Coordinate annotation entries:
------------------------
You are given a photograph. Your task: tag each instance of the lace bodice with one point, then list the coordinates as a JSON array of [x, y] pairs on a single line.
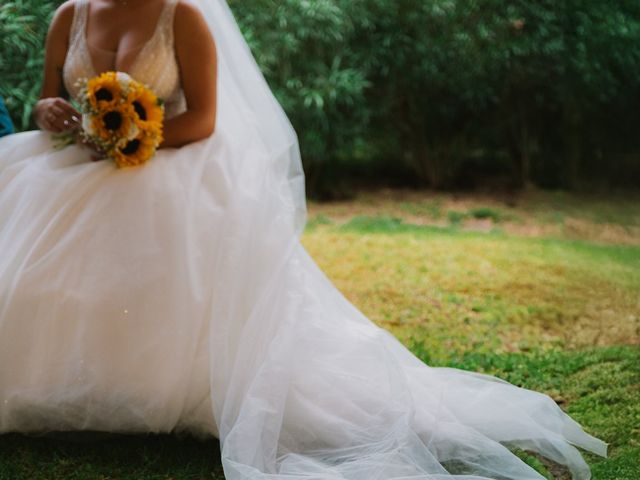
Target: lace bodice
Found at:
[[154, 65]]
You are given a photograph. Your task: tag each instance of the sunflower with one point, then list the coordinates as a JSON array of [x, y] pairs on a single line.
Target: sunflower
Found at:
[[134, 152], [148, 108], [104, 90], [115, 122]]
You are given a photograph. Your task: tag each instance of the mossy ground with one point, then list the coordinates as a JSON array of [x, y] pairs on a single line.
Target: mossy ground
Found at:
[[542, 290]]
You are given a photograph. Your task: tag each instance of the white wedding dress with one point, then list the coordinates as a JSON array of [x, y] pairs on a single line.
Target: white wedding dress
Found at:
[[176, 297]]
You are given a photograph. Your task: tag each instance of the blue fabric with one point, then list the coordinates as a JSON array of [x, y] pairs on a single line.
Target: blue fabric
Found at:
[[6, 126]]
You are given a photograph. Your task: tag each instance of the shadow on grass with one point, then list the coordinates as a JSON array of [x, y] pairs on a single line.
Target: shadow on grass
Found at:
[[97, 455]]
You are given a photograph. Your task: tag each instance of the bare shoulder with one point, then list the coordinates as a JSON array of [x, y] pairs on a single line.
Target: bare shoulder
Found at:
[[63, 17], [189, 19]]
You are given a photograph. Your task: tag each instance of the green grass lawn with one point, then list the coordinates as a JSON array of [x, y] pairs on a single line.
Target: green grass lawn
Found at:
[[514, 291]]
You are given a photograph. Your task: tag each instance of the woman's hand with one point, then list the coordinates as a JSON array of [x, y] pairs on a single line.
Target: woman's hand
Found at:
[[56, 115]]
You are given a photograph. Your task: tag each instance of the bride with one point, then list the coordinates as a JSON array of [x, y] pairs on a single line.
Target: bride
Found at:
[[176, 296]]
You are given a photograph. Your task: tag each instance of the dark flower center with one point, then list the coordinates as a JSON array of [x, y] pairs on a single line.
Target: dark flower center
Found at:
[[142, 113], [104, 95], [112, 120], [131, 147]]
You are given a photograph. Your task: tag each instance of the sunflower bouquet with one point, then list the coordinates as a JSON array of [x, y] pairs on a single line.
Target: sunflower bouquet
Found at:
[[122, 117]]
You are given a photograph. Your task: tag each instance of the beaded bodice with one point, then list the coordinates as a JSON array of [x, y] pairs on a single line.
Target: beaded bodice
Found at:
[[155, 64]]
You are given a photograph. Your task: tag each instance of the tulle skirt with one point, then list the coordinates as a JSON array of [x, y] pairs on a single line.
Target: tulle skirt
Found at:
[[176, 297]]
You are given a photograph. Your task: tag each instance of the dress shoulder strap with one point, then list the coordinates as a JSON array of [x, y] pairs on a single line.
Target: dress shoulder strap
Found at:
[[166, 20]]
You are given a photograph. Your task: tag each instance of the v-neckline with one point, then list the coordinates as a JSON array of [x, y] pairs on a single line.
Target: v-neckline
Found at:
[[87, 6]]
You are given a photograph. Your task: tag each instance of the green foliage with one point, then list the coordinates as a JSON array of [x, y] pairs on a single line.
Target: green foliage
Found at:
[[23, 27], [537, 91], [442, 93]]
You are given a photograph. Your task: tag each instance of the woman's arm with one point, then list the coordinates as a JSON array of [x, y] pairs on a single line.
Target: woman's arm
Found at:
[[196, 54], [52, 111]]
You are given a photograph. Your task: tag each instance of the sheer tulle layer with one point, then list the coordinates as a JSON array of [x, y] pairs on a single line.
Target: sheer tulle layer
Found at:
[[176, 297]]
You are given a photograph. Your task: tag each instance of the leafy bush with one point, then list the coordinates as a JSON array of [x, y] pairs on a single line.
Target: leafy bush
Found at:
[[23, 27], [453, 91]]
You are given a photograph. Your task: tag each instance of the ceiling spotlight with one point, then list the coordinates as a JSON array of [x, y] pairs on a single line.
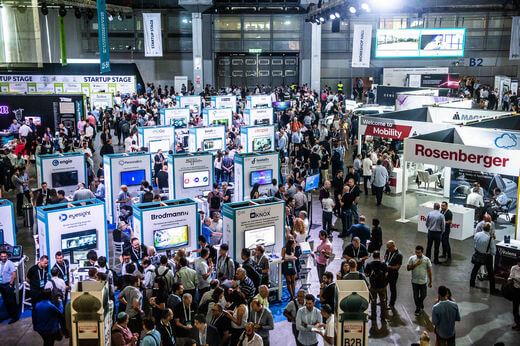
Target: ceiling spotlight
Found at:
[[45, 9], [62, 11]]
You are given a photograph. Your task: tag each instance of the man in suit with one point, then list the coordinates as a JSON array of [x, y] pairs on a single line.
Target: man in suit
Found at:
[[205, 334]]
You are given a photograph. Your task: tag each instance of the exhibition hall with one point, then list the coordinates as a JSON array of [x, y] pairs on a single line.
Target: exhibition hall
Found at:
[[257, 172]]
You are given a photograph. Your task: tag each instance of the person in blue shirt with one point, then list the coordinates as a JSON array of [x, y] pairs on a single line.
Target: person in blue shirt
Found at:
[[47, 317]]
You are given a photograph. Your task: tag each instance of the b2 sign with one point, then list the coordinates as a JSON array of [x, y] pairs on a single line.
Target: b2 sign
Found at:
[[400, 43]]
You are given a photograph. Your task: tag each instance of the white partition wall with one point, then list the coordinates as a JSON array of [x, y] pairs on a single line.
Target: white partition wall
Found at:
[[62, 171]]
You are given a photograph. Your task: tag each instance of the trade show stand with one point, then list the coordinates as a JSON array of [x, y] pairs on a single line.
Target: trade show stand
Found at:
[[73, 228], [167, 225], [254, 168], [191, 175], [462, 226], [62, 171], [128, 169]]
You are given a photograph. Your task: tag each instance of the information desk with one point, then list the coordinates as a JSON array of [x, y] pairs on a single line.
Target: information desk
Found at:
[[461, 226]]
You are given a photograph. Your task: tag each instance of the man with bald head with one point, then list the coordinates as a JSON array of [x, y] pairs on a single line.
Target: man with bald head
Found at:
[[394, 260]]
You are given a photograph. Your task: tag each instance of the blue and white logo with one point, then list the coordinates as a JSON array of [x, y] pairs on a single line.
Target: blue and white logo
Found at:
[[506, 141]]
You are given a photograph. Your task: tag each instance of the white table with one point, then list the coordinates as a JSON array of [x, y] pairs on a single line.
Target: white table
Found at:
[[461, 226]]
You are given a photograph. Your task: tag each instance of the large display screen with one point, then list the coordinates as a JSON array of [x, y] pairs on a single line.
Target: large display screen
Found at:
[[170, 238], [83, 240], [394, 43], [264, 236], [196, 179], [132, 178], [61, 179], [262, 177]]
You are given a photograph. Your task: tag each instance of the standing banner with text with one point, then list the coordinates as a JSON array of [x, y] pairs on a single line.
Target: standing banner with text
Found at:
[[361, 45], [152, 34], [104, 54]]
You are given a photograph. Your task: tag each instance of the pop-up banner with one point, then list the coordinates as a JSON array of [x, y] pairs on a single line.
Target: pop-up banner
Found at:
[[191, 102], [156, 137], [258, 116], [178, 117], [258, 101], [254, 168], [128, 169], [257, 138], [72, 228], [246, 224], [62, 171], [167, 225], [192, 175], [210, 138], [7, 222], [217, 116], [227, 101]]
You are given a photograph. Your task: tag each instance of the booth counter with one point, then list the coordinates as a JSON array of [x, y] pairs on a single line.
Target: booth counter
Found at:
[[167, 225], [62, 171], [73, 228], [462, 226]]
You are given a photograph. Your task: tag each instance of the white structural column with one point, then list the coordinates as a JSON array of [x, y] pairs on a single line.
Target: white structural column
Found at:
[[196, 33], [315, 57]]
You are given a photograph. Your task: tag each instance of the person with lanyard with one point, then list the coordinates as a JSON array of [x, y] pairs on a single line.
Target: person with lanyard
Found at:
[[207, 334], [393, 260], [37, 278], [7, 283]]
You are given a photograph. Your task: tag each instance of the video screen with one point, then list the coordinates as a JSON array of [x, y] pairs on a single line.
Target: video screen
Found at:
[[62, 179], [133, 178], [312, 182], [170, 238], [264, 236], [262, 177], [83, 240], [212, 144], [262, 144], [163, 144], [195, 179]]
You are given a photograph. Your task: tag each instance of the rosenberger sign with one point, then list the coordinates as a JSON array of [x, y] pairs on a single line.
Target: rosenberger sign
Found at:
[[461, 156]]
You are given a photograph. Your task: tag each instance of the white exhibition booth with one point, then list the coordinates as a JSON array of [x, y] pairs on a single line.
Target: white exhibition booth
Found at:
[[217, 116], [258, 116], [62, 171], [7, 223], [209, 138], [73, 228], [156, 137], [191, 175], [178, 117], [257, 139], [167, 225], [224, 101], [471, 149], [258, 101], [254, 168], [128, 169]]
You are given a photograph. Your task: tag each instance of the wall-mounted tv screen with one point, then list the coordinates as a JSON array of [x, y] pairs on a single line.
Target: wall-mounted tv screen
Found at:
[[195, 179], [83, 240], [212, 144], [264, 236], [133, 178], [170, 237], [61, 179], [163, 144], [262, 177]]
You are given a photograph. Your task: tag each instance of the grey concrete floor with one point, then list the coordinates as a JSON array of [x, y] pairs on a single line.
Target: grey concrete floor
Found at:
[[486, 319]]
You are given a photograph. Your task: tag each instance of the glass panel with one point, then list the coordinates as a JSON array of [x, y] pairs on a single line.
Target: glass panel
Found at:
[[286, 23], [227, 23], [257, 23]]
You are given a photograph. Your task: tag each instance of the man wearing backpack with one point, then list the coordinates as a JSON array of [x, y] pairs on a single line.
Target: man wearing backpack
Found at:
[[377, 272], [214, 200]]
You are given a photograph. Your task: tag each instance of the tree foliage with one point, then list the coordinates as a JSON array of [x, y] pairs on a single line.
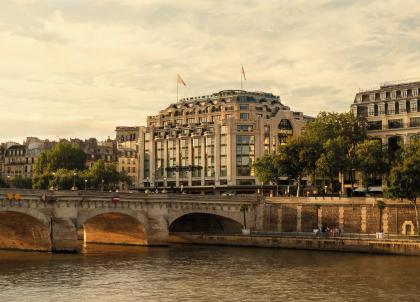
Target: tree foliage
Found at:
[[371, 159], [404, 179], [21, 182], [63, 155]]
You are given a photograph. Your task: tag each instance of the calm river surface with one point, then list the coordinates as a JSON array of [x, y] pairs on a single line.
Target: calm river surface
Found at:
[[206, 273]]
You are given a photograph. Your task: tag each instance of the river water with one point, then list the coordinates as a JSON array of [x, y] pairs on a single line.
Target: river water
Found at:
[[206, 273]]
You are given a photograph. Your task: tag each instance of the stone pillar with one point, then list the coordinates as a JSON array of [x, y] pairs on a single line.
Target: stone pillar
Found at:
[[299, 218], [177, 161], [320, 217], [279, 219], [190, 160], [385, 216], [157, 230], [363, 220], [64, 236], [341, 218]]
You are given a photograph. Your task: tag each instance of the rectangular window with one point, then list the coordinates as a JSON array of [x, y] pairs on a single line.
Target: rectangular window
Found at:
[[413, 106], [245, 128], [395, 124], [245, 151], [244, 116], [223, 156], [374, 125], [209, 159], [171, 158], [391, 108], [403, 107], [196, 172], [415, 122]]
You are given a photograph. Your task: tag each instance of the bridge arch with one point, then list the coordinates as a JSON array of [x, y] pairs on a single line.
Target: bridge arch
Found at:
[[204, 222], [24, 229], [113, 226]]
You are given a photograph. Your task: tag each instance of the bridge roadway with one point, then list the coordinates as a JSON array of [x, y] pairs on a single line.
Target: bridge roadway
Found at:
[[57, 220]]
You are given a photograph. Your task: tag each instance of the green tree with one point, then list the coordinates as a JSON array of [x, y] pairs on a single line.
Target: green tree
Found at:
[[371, 160], [21, 182], [333, 159], [295, 159], [268, 170], [41, 181], [106, 175], [63, 155], [404, 179]]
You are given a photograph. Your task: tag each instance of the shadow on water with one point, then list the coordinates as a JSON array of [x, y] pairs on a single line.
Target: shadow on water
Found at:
[[203, 273]]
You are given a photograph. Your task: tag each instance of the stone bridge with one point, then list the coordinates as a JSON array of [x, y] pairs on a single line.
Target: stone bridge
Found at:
[[58, 220]]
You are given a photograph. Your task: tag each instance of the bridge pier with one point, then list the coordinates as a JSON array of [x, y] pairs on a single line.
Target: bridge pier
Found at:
[[63, 234]]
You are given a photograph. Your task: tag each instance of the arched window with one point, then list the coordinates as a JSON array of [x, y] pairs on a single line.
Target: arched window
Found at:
[[285, 131], [285, 125]]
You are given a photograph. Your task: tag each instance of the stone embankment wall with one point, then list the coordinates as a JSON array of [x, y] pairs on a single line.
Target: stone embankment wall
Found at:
[[399, 247], [350, 215]]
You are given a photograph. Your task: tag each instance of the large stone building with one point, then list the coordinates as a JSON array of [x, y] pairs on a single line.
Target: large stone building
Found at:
[[127, 152], [392, 111], [210, 142], [97, 150]]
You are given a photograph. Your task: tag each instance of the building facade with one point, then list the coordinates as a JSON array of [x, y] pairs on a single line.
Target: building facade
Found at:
[[127, 152], [392, 112], [210, 142]]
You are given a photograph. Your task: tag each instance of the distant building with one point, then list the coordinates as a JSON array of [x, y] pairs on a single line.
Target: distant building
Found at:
------------------------
_WHAT IS EXPECTED:_
Return, unchanged, the lines of the data that begin at the line containing "the bridge arch" and end after the line containing "[[58, 220]]", with both of those lines included.

_RESULT:_
You are given a photograph. Your task: tag each instance of the bridge arch with one point, then list the coordinates as a JSON array of [x, y] pairs on a single line.
Target: bridge arch
Found at:
[[204, 222], [24, 229], [113, 226]]
You are given a photograph. Your task: tag each instance of the bridge roadway with one point, then list the coordinates as a JSON array of [x, y] pairs on a single line.
Target: bridge roadway
Found at:
[[57, 220]]
You are given a photograph. Your task: tag each instance of the green tree with one point, then list the coordinates as a JSON array of [x, y] pairs on a single line.
Target: green tree
Found at:
[[371, 160], [21, 182], [333, 159], [295, 159], [268, 170], [41, 181], [106, 175], [63, 155], [404, 179]]
You are given a photograph. Your task: tag each instance of the shadow on water with one point, then list the coordinates as a JSON array of [x, y] pairs on a single line.
Target: shadow on water
Found at:
[[203, 273]]
You are given a photograph. Your task: tag each instance of the stone bridge with one point, then list the coordinates as a JSON array of [x, y] pairs on a single line.
Target: stone bridge
Found at:
[[58, 220]]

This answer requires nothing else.